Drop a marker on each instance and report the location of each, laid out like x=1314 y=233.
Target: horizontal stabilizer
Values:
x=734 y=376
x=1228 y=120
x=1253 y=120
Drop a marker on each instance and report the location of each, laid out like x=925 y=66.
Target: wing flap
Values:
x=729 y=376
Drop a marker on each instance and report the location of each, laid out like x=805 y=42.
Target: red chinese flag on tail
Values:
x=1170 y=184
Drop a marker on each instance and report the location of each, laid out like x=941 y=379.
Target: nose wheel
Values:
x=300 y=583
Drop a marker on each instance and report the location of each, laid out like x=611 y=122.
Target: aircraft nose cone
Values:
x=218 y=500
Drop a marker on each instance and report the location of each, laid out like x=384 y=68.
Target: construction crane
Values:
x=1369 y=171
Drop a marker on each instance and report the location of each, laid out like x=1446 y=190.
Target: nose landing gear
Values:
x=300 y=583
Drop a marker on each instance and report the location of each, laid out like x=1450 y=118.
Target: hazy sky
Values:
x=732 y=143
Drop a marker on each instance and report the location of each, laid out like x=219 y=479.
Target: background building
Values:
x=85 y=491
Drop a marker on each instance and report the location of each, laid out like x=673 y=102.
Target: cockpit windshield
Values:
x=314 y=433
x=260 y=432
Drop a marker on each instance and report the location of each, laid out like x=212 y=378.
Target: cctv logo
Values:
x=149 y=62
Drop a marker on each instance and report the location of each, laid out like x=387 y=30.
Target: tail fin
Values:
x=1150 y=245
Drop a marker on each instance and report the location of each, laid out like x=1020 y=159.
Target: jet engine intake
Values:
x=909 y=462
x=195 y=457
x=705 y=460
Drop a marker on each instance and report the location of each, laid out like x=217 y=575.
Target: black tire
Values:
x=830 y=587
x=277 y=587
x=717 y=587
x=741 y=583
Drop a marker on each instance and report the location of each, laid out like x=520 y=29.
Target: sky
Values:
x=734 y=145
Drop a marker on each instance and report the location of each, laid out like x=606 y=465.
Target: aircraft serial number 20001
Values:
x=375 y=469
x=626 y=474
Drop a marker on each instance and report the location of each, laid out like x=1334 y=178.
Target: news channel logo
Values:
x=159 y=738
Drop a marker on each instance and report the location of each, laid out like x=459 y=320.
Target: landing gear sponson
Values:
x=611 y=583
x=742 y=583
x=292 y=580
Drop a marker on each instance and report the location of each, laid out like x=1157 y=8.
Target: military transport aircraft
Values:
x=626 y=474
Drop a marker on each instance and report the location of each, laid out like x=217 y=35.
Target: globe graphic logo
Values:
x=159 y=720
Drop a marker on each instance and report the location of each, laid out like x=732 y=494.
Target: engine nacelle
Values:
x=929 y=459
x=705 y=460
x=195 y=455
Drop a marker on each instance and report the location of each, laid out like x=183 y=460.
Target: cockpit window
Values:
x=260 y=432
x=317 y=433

------------------------------------------------

== TASK DETAILS ==
If a line in the data holds the string "aircraft", copy that line.

== FINISHED EXERCISE ==
Target: aircraft nose cone
Target: aircraft serial number 20001
Target: military transport aircraft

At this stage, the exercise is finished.